* Reading passage:
== == ==

Market days: Monday, Wednesday, and Friday. Open at ten o'clock, and closes at three.

HALL OF COMMERCE,

Threadneedle Street; erected in 1841, by Mr. Moxhay. The front is ninety-two feet in length, and fifty-four feet in height; having a doorway, with two windows on each side, which from their noble proportions give it an imposing appearance. The upper part of the front is enriched with a bas-relief, seventy-three feet in length, designed by Mr. L. Watson, illustrative of the influence of commerce on the fine arts, the figures being life-size; and the elevation is terminated by a richly sculptured cornice. It is at present unoccupied

THE AUCTION MART,

Bartholomew Lane, Lothbury. A spacious and commodious building, erected by a company composed principally of auctioneers, between the years 1808 and 1810, from the designs of Mr. John Walters, for the sale of estates, annuities, shares in public institutions, pictures, books, and other property by public auction. The architecture is of a simply beautiful character; the attached portico af the principal entrance being composed of two stories, the lower of the Doric, and the upper of the Ionic order, surmounted by a pediment. The interior is very conveniently disposed, and contains a spacious saloon, a coffee-room, and various offices and apartments.

STOCK EXCHANGE,'

Capel Court. A neat plain building, erected in 1801-2, from the designs of Mr. James Peacock; the first stone having been laid May 13th, 1801, and the building opened in March, 1802; the expense being defrayed by a subscription amongst the principal stock brokers, of fifty pounds transferable shares. No person is allowed to transact business here unless ballotted for annually by a committee: persons so chosen subscribe fifteen guineas each. The hours of business are from ten to four o'clock.

COMMERCIAL HALL,

Or Sale Room, Mincing Lane; erected by subscription, in 1811, for the sale of colonial produce of every description, from the designs of Mr. Joseph Woods. It contains five public sale rooms, a large coffee, room, several show-rooms, and numerous counting-houses, let out to various merchants. The front is ornamented with six Ionic columns, between which are introduced five emblematical devices, in bassorelievo, executed by J. G. Bubb; representing Husbandry, Science, Britannia, Commerce, and Navigation.

CHAPTER IX.

THE PORT OF LONDON AND THE DOCKS.

Commercial edifices, or custom house, or docks,
Then commerce brought into the public walk
The busy merchants; the big warehouse built;
Raised the strong crane; choked up the loaded street
With foreign plenty; and thy stream, O Thames,
Large, gentle, deep, majestic king of floods!

Chose for his grand resort.-Thomson.

== == ==

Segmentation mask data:
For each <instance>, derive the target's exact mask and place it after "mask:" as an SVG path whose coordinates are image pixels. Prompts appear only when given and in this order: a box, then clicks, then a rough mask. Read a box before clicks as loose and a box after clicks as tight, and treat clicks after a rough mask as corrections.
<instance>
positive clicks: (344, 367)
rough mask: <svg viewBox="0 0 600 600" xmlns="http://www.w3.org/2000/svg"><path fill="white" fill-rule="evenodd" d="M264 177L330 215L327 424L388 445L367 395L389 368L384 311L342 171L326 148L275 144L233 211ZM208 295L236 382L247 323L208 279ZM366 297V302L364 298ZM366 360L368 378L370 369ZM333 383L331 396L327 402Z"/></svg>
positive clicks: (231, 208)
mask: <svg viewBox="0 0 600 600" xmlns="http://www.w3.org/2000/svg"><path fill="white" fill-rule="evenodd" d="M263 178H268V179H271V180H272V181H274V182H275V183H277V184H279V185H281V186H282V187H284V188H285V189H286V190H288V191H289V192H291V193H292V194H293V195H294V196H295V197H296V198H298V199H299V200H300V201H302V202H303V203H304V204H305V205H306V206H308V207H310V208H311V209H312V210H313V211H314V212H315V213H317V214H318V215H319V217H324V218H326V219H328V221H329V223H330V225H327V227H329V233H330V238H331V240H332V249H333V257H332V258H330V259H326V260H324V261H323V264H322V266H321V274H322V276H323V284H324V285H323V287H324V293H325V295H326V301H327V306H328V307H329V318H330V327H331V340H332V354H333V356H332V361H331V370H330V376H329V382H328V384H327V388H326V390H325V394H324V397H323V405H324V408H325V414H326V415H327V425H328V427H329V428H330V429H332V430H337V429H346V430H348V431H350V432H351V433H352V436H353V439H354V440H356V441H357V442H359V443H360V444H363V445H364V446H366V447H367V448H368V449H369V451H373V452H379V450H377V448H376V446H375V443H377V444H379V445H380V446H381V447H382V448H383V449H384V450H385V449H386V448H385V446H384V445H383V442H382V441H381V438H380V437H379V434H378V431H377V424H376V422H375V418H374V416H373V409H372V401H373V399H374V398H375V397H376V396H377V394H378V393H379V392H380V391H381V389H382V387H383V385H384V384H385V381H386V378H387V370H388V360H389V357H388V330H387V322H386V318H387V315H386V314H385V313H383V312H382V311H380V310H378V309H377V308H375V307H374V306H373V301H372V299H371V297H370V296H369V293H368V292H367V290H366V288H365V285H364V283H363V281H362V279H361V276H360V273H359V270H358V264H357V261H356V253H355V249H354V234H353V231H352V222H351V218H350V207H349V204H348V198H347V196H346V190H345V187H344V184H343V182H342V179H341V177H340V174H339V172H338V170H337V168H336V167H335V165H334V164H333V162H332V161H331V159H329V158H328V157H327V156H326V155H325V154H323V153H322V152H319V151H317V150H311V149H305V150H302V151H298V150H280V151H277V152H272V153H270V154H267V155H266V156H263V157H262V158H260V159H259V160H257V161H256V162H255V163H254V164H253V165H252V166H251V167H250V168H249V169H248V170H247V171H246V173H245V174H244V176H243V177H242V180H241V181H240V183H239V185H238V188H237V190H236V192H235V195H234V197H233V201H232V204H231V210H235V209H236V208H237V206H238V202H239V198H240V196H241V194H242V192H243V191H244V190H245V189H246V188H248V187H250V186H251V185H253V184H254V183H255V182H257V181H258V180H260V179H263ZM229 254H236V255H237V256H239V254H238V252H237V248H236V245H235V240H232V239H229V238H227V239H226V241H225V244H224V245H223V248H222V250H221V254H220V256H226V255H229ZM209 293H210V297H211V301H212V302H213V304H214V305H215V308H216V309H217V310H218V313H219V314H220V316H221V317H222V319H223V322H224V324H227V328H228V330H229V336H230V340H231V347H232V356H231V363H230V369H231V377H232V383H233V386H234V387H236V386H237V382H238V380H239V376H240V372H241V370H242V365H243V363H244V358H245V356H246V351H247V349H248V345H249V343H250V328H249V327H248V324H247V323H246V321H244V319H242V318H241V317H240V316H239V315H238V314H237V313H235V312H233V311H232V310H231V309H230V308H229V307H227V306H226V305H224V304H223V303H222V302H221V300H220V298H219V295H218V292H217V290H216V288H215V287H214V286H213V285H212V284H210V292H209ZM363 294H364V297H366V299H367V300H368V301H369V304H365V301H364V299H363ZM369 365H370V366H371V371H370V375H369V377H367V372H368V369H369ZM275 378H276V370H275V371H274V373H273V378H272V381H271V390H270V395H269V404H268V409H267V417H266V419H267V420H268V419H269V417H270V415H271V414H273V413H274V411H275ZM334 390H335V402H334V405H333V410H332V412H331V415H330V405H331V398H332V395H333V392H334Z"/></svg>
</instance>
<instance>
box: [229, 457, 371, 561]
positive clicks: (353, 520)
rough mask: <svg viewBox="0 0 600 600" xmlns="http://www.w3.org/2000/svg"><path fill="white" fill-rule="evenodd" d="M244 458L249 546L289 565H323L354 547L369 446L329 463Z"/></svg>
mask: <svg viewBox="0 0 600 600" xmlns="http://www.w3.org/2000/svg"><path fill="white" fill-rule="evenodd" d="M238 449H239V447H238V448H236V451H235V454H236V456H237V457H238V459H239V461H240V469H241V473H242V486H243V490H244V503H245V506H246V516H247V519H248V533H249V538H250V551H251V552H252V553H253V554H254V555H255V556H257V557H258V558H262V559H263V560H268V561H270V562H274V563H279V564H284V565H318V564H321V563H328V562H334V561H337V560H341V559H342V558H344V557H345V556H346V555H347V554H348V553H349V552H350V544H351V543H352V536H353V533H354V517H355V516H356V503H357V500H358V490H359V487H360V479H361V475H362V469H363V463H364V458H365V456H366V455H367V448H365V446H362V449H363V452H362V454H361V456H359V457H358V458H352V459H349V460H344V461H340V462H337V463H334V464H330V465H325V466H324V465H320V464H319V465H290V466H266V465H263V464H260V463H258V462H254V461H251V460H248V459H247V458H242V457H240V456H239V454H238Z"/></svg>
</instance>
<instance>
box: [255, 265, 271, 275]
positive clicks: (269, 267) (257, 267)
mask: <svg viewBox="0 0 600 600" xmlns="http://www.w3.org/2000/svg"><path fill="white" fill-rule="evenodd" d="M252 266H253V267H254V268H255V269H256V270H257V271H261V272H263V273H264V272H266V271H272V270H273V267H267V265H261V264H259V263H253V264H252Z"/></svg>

== == ==

* Problem 1:
Can you sum up the passage on London's commercial buildings in two sentences?
* Problem 2:
Could you copy, word for word, everything in the passage on London's commercial buildings from "Capel Court. A" down to "to four o'clock."?

* Expected answer 1:
The passage describes several London commercial buildings: the Hall of Commerce in Threadneedle Street, erected in 1841; the Auction Mart in Bartholomew Lane, built between 1808 and 1810 for selling property by public auction; the Stock Exchange in Capel Court, erected in 1801-2; and the Commercial Hall in Mincing Lane, erected in 1811 for the sale of colonial produce. It then opens a chapter on the Port of London and the docks with lines of verse credited to Thomson.

* Expected answer 2:
Capel Court. A neat plain building, erected in 1801-2, from the designs of Mr. James Peacock; the first stone having been laid May 13th, 1801, and the building opened in March, 1802; the expense being defrayed by a subscription amongst the principal stock brokers, of fifty pounds transferable shares. No person is allowed to transact business here unless ballotted for annually by a committee: persons so chosen subscribe fifteen guineas each. The hours of business are from ten to four o'clock.